::: Exercise materials
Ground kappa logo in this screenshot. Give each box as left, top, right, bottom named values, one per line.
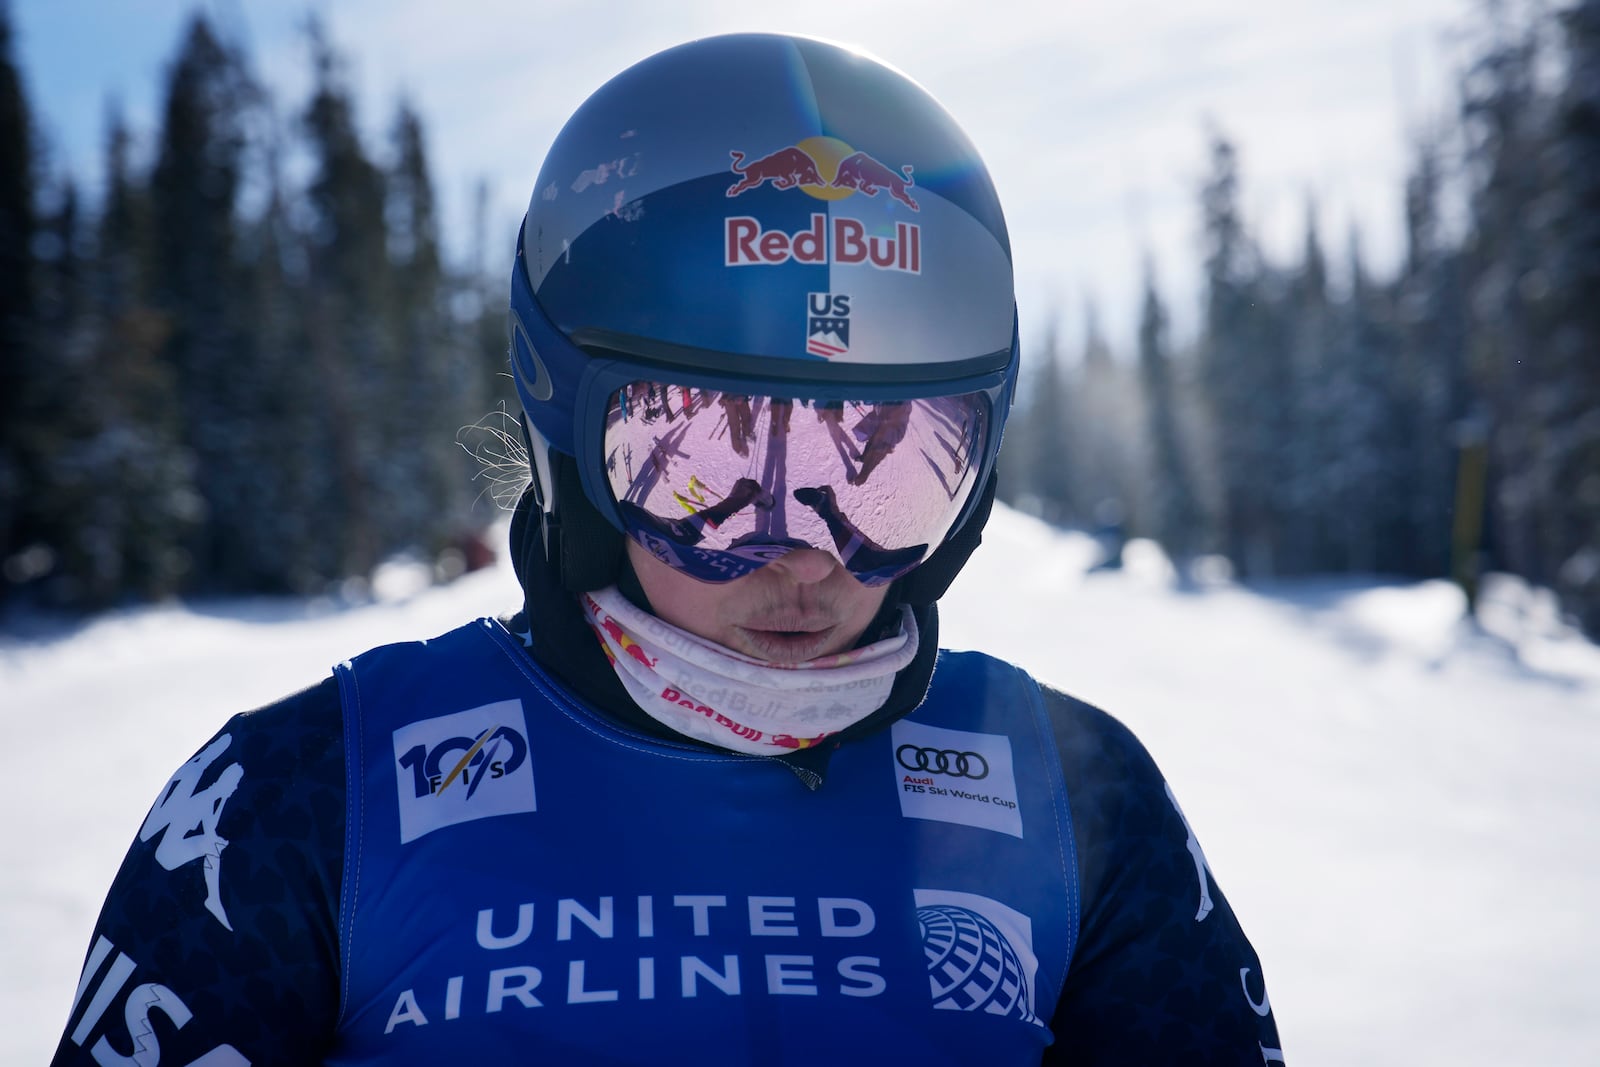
left=914, top=889, right=1041, bottom=1025
left=393, top=701, right=537, bottom=843
left=140, top=734, right=243, bottom=930
left=1165, top=781, right=1214, bottom=922
left=891, top=721, right=1022, bottom=838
::::::
Task brief: Every entry above is to be printed again exactly, pictures omitted.

Exercise result:
Ground kappa logo in this screenshot. Give each box as left, top, right, bottom named values, one per line.
left=914, top=889, right=1041, bottom=1025
left=393, top=701, right=537, bottom=843
left=140, top=734, right=243, bottom=930
left=1165, top=781, right=1214, bottom=922
left=891, top=721, right=1022, bottom=838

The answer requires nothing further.